Directions for this task: Show every line in the entries below where the word "staircase" appears.

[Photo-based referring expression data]
────────────────────

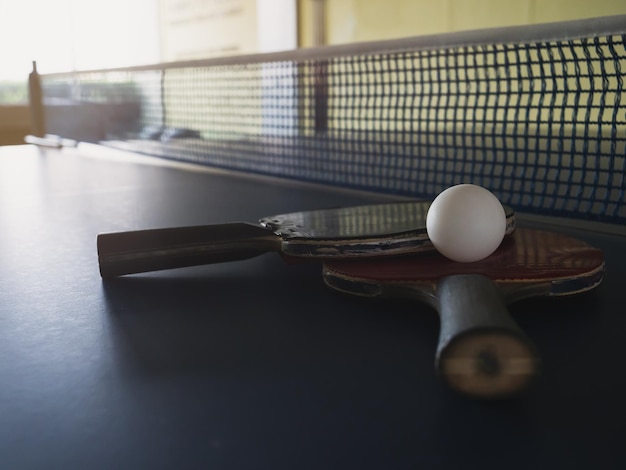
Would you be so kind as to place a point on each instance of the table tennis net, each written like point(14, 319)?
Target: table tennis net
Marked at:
point(536, 114)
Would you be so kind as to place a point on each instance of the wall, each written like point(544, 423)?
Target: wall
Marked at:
point(369, 20)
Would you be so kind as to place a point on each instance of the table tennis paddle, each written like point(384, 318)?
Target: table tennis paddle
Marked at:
point(360, 231)
point(481, 351)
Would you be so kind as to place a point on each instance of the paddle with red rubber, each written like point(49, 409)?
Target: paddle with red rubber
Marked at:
point(387, 229)
point(481, 351)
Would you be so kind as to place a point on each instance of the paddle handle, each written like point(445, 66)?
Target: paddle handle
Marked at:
point(482, 352)
point(153, 250)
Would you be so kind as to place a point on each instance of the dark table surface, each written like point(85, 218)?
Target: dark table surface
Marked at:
point(256, 364)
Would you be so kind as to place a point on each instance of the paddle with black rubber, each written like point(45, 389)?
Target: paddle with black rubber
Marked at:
point(386, 229)
point(481, 351)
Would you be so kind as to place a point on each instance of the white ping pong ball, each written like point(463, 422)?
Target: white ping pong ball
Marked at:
point(466, 223)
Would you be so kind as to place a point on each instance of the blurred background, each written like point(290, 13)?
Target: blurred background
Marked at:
point(68, 35)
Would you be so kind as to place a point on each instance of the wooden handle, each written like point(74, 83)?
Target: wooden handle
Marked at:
point(481, 352)
point(152, 250)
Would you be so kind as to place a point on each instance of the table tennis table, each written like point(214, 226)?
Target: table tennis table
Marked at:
point(255, 364)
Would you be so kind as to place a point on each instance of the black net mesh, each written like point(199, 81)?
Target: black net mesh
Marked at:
point(541, 123)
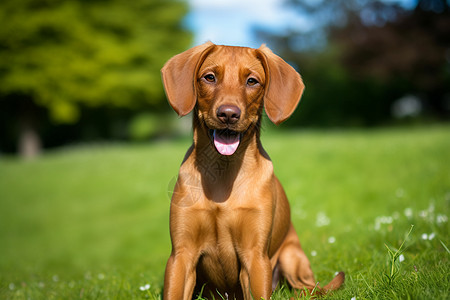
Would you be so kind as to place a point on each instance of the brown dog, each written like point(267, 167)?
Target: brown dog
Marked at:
point(229, 217)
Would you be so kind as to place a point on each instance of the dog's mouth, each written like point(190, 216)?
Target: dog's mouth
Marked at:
point(226, 141)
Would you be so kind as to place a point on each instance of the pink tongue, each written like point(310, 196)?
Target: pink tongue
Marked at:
point(226, 145)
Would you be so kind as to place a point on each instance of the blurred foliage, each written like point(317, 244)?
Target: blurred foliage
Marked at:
point(364, 56)
point(68, 56)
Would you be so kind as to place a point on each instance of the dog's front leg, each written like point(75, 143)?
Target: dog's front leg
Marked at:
point(256, 277)
point(180, 277)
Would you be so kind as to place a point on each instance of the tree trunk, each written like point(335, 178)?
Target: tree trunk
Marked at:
point(29, 142)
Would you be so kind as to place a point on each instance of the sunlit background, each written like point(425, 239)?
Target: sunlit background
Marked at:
point(90, 148)
point(82, 71)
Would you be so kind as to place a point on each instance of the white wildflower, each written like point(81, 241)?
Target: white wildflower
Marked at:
point(145, 287)
point(400, 193)
point(322, 219)
point(408, 212)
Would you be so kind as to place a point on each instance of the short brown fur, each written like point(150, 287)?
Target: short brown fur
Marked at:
point(229, 218)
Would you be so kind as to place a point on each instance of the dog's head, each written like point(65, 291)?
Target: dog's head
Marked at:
point(230, 86)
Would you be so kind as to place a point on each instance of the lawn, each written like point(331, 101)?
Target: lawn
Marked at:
point(91, 221)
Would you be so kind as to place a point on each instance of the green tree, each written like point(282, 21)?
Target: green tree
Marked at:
point(62, 55)
point(362, 56)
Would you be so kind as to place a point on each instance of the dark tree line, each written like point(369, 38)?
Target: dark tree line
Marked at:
point(366, 55)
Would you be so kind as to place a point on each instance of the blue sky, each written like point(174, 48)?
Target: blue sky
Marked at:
point(230, 22)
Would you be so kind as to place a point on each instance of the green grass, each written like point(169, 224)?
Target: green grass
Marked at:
point(91, 222)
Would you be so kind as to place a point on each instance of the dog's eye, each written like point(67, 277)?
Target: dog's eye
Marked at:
point(252, 81)
point(210, 78)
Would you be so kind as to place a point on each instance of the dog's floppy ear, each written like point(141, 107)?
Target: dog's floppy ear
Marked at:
point(178, 76)
point(284, 86)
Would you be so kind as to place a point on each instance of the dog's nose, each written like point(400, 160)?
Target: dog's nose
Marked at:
point(228, 114)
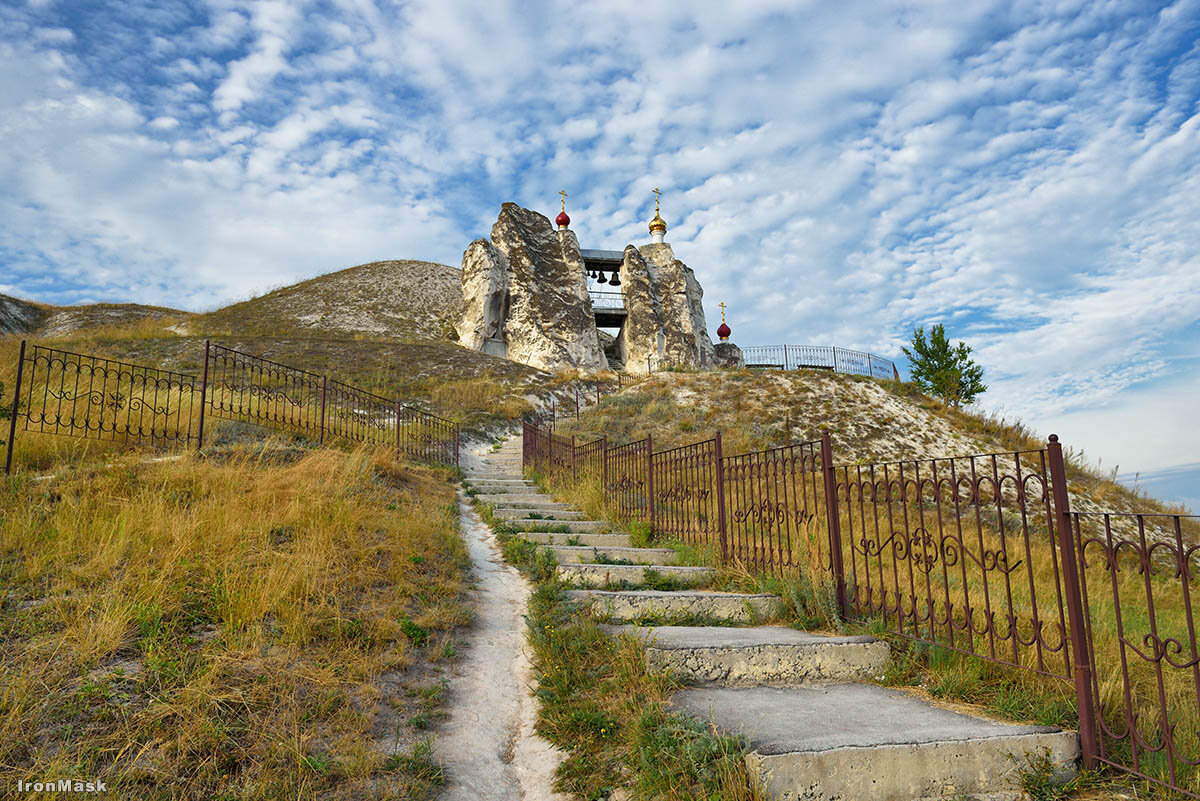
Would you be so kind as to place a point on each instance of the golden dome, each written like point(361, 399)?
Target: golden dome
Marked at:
point(658, 223)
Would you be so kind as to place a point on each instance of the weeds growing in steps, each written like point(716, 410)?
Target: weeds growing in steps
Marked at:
point(598, 702)
point(195, 630)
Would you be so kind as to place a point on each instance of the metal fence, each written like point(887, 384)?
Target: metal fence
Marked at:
point(77, 395)
point(839, 360)
point(981, 554)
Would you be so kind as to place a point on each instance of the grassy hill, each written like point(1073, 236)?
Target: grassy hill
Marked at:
point(403, 301)
point(870, 421)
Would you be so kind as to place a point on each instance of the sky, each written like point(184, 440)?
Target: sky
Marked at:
point(1025, 173)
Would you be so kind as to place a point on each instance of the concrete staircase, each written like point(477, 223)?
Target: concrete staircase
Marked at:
point(815, 728)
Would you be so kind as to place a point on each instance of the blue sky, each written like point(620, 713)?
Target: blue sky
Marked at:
point(1027, 173)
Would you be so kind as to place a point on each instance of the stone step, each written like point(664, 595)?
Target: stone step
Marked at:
point(513, 499)
point(603, 574)
point(773, 656)
point(601, 540)
point(546, 515)
point(634, 606)
point(864, 741)
point(581, 527)
point(509, 501)
point(589, 554)
point(503, 489)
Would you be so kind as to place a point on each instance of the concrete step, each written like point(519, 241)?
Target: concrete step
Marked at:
point(547, 515)
point(514, 499)
point(603, 574)
point(503, 489)
point(601, 540)
point(863, 741)
point(587, 554)
point(633, 606)
point(773, 656)
point(540, 507)
point(588, 527)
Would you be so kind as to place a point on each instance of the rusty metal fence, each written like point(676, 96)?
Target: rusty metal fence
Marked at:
point(981, 554)
point(77, 395)
point(839, 360)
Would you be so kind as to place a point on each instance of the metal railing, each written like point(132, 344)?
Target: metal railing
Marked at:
point(979, 554)
point(855, 362)
point(77, 395)
point(606, 300)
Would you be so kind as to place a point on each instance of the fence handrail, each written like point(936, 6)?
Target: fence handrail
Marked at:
point(251, 389)
point(899, 556)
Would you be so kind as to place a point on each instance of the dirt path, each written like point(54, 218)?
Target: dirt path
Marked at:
point(489, 747)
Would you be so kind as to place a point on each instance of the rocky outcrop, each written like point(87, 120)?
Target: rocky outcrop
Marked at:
point(729, 355)
point(485, 299)
point(666, 314)
point(525, 295)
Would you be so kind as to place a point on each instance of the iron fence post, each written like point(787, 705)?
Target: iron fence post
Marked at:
point(204, 395)
point(324, 380)
point(834, 522)
point(397, 429)
point(1079, 645)
point(604, 470)
point(16, 408)
point(719, 465)
point(649, 479)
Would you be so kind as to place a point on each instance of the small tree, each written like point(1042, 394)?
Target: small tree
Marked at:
point(942, 369)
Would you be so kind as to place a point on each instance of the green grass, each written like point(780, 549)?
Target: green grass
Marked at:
point(217, 628)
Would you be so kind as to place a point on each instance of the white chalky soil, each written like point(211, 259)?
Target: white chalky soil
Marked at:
point(489, 746)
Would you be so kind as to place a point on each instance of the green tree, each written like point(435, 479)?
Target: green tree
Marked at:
point(942, 369)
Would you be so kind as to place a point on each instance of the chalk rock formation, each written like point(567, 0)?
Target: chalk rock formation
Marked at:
point(525, 295)
point(666, 315)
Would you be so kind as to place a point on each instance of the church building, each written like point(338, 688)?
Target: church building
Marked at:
point(533, 295)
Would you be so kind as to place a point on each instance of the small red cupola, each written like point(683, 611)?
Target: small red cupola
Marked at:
point(562, 220)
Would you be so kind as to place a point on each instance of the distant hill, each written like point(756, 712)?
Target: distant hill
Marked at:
point(23, 317)
point(409, 301)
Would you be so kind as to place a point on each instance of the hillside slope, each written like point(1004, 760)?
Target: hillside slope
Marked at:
point(24, 317)
point(391, 300)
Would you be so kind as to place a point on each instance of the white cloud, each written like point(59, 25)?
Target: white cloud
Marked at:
point(1027, 173)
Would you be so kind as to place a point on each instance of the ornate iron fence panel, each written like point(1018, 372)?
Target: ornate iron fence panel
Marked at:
point(772, 503)
point(840, 360)
point(359, 416)
point(1139, 576)
point(628, 480)
point(427, 438)
point(959, 552)
point(251, 389)
point(99, 398)
point(685, 492)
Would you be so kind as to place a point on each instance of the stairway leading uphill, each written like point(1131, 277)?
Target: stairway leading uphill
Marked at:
point(815, 728)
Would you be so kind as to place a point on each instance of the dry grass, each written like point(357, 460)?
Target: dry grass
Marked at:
point(245, 628)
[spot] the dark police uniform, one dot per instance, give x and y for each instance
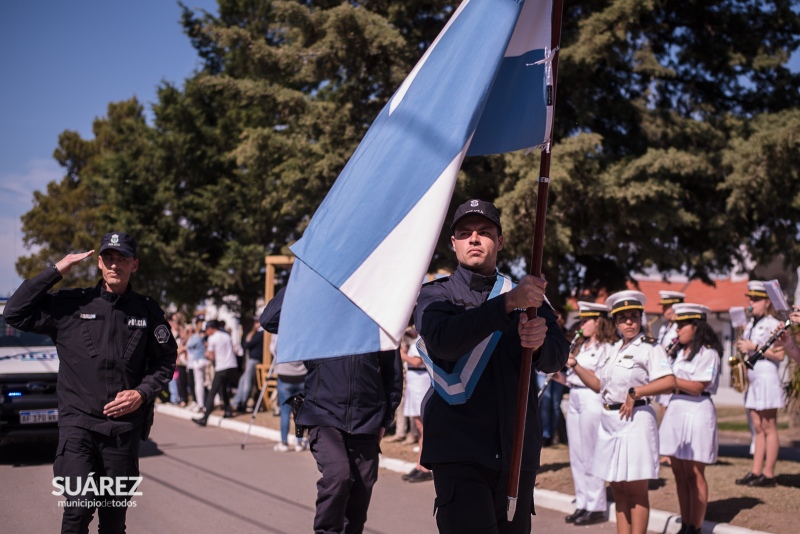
(106, 343)
(348, 399)
(468, 446)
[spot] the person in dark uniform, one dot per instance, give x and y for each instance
(349, 403)
(116, 354)
(469, 433)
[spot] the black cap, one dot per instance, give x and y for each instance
(119, 241)
(477, 207)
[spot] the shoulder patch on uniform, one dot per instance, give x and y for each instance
(162, 333)
(436, 281)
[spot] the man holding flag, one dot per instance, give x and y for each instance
(486, 85)
(473, 334)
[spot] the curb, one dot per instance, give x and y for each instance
(392, 464)
(660, 521)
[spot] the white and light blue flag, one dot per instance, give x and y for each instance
(482, 87)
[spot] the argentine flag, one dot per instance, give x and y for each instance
(482, 87)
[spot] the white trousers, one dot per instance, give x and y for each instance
(583, 422)
(199, 371)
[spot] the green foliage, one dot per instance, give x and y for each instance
(675, 143)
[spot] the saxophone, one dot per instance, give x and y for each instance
(739, 380)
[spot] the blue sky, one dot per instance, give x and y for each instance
(62, 62)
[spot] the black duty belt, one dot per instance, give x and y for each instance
(703, 394)
(616, 407)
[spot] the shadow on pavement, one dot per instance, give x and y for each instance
(724, 510)
(743, 451)
(28, 453)
(149, 448)
(790, 481)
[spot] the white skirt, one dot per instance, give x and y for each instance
(689, 429)
(417, 385)
(765, 391)
(627, 450)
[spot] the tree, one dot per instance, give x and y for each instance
(658, 104)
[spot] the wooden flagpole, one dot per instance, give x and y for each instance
(537, 254)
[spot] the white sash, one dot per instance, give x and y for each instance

────────────────────

Answer to this problem:
Would you be so kind as to place a point on each instance of the concrete staircase, each written like point(477, 223)?
Target: concrete staircase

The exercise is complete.